What to do
Transcribe the entries below without changing a word, and omit every picture.
==*==
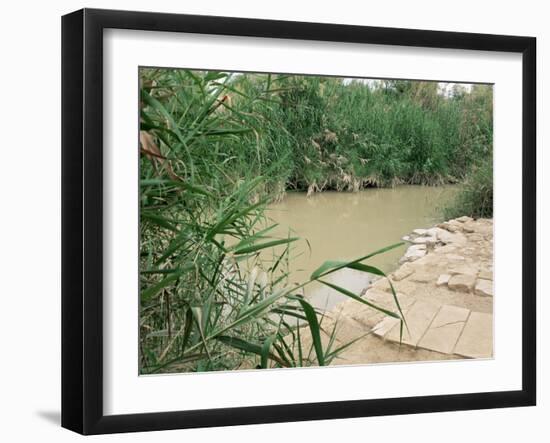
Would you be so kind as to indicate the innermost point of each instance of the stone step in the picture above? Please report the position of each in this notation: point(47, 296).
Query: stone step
point(446, 329)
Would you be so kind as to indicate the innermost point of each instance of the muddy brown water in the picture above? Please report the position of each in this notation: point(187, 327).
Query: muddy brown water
point(345, 226)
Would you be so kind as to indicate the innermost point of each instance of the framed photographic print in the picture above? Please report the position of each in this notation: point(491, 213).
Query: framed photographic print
point(270, 221)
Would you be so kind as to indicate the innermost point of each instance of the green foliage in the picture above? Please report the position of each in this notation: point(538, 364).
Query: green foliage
point(214, 295)
point(475, 198)
point(217, 147)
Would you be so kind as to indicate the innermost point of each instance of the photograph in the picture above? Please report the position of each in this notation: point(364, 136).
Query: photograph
point(293, 221)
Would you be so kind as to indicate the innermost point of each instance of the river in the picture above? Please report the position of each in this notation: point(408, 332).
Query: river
point(345, 226)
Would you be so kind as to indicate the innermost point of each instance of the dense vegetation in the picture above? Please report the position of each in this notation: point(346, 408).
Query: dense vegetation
point(215, 148)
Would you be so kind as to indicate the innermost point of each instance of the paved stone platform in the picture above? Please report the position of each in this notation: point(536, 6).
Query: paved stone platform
point(446, 329)
point(445, 288)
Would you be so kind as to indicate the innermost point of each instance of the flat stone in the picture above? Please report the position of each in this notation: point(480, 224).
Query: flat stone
point(462, 282)
point(450, 226)
point(476, 340)
point(425, 241)
point(445, 329)
point(420, 231)
point(455, 257)
point(464, 219)
point(403, 272)
point(418, 319)
point(443, 279)
point(385, 326)
point(414, 253)
point(486, 275)
point(484, 288)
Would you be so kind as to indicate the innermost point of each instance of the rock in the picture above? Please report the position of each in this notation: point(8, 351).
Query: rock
point(448, 237)
point(443, 279)
point(484, 288)
point(414, 253)
point(445, 329)
point(464, 268)
point(475, 237)
point(433, 232)
point(419, 317)
point(425, 241)
point(423, 277)
point(462, 282)
point(455, 257)
point(403, 272)
point(476, 340)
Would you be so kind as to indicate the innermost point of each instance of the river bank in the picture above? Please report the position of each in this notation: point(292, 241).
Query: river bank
point(445, 287)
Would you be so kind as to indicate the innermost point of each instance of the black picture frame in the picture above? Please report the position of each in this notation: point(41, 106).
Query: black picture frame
point(82, 219)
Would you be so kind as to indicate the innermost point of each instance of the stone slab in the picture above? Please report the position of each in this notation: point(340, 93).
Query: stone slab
point(484, 287)
point(418, 318)
point(443, 279)
point(445, 329)
point(462, 282)
point(476, 340)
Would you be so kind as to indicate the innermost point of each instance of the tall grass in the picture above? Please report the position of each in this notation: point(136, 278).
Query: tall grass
point(475, 197)
point(210, 298)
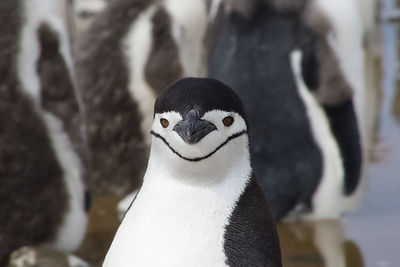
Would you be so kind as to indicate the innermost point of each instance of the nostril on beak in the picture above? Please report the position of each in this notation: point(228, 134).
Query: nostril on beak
point(192, 129)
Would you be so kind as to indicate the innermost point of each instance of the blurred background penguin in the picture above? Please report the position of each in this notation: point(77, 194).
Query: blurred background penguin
point(43, 160)
point(307, 71)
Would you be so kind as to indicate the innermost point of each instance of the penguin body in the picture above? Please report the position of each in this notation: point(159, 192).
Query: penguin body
point(132, 50)
point(279, 59)
point(43, 192)
point(199, 204)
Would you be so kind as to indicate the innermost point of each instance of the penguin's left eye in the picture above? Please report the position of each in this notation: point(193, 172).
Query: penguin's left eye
point(164, 123)
point(228, 121)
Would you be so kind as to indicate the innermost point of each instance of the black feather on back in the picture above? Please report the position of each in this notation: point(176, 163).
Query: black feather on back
point(251, 238)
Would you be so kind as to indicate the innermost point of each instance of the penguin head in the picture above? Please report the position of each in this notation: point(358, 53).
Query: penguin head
point(199, 119)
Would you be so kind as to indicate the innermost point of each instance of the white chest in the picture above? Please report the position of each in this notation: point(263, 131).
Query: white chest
point(175, 224)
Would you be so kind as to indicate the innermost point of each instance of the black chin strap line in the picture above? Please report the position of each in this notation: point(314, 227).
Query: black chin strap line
point(236, 135)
==*==
Written solution
Would you be so kind as to indicate the innermost point of each instance of the stone step in the picture above? Please report the position of each in this notation: point(47, 296).
Query: stone step
point(446, 329)
Would you be so kind as to indicate the innermost point of each instance of the muddy brown water in the picture above? Please report the position of each in this notation: point(187, 327).
Query: muddy brown water
point(345, 226)
Would you be so kind as to indicate the innermost point of each instance of the framed photographic print in the picture above? Please report the position of each in this notation: point(491, 213).
Query: framed photographic print
point(270, 221)
Would you be so kind as to indicate the innermost point of each instance of the green foliage in the picture above? Please report the position of each in this notation: point(538, 364).
Query: green foliage
point(214, 295)
point(475, 198)
point(217, 147)
Would you be so kind as to indicate the innermost point of each instance of the photograph in the picture above? Please report the position of each in this notation: point(364, 136).
Query: photograph
point(293, 221)
Would you be so kind as to indicate the innermost point of each instance of the river in the picture above? Please report the position of each in this notation: point(408, 332).
Query: river
point(345, 226)
Would you be so kind as to indicate the innermost point of each instance of the dense vegetation in the picture above? Please report the position of each in this notation: point(346, 408).
Query: dense vegetation
point(215, 148)
Would you be so kind as to indicate the innermost point of each instance of the paved stone platform in the picture above? Please report the position of each in this notation: point(536, 6).
Query: paved stone platform
point(446, 329)
point(445, 288)
Would you be so kind as to indicate the innermost point of each instance of the flat stone in the picture above? Please report the position of each in this notation: point(480, 224).
Query: flat stone
point(462, 282)
point(450, 226)
point(476, 340)
point(425, 241)
point(445, 329)
point(420, 231)
point(455, 257)
point(464, 219)
point(403, 272)
point(418, 319)
point(443, 279)
point(385, 326)
point(414, 253)
point(486, 275)
point(484, 288)
Would you be so kind as to indicate the innermost point of each instance of the rock in the picture above? Please report the position of each in this notation: point(8, 351).
Query: rock
point(448, 237)
point(443, 279)
point(484, 288)
point(414, 253)
point(445, 329)
point(464, 268)
point(475, 237)
point(433, 232)
point(419, 317)
point(425, 241)
point(423, 277)
point(462, 282)
point(455, 257)
point(403, 272)
point(476, 340)
Would you be so kind as to indicate the innermost point of each instance of the river bank in the picture above? Please report the position of each in this notation: point(292, 241).
Query: river bank
point(445, 287)
Would you be so kind as to indicate the innermost point of each instance of the black picture frame in the picture above? Please report the position of each in this notation: point(41, 106).
Query: black picture frame
point(82, 219)
Would you be so kind as to indicate the innermost point of each instance of the stone slab in the picture above? Please report the position of each in this notation: point(340, 93).
Query: stone slab
point(484, 287)
point(418, 318)
point(443, 279)
point(445, 329)
point(462, 282)
point(476, 340)
Would you be so kind as to indicate the innermost point of each instance of the tall grass in the picture above? Please report the position of each in this notation: point(136, 278).
Query: tall grass
point(475, 197)
point(210, 298)
Would you be so kind as to indicate the innermost point of each instance of the nostril on beak in the picture above? Please report the position of each in this notation: point(228, 134).
Query: nostril on beak
point(192, 129)
Would you be so kind as to indicate the innermost point of each instance of the blurred background penguin in the picture above? Please report the position of each in this notation: point(77, 194).
Query: blurred background penguin
point(43, 160)
point(307, 71)
Would you be so kind as to indicate the innermost point of each instance of the penguin body in the picture above? Please report the position of each in this notation: point(159, 192).
Query: penguin body
point(132, 50)
point(279, 59)
point(43, 192)
point(199, 204)
Would you be so kind as to indicate the innermost point of each instance of the penguin's left eye in the picture above? Please report the position of each in this notation: point(193, 172).
Query: penguin's left eye
point(164, 123)
point(228, 121)
Would you be so kind as to indicate the innermost point of each instance of the black feather on back in the picture above? Please report the position of each in this notation: point(176, 163).
Query: black feather on back
point(251, 238)
Would you be so kind as to indicate the innermost point of each instance of the penguin head in the picture above? Please report the position of each in this notation: point(358, 53).
Query: penguin head
point(199, 119)
Would you be so kind as to indicate the innermost point of each instance of the white chest in the picture above? Please report the position of each in this notation: point(263, 131).
Query: white chest
point(175, 224)
Would you be so kind as to indicate the innermost point of each instance of the black chin strap line in the picture above? Please report the position of each in this notation: point(314, 227).
Query: black chin strap line
point(236, 135)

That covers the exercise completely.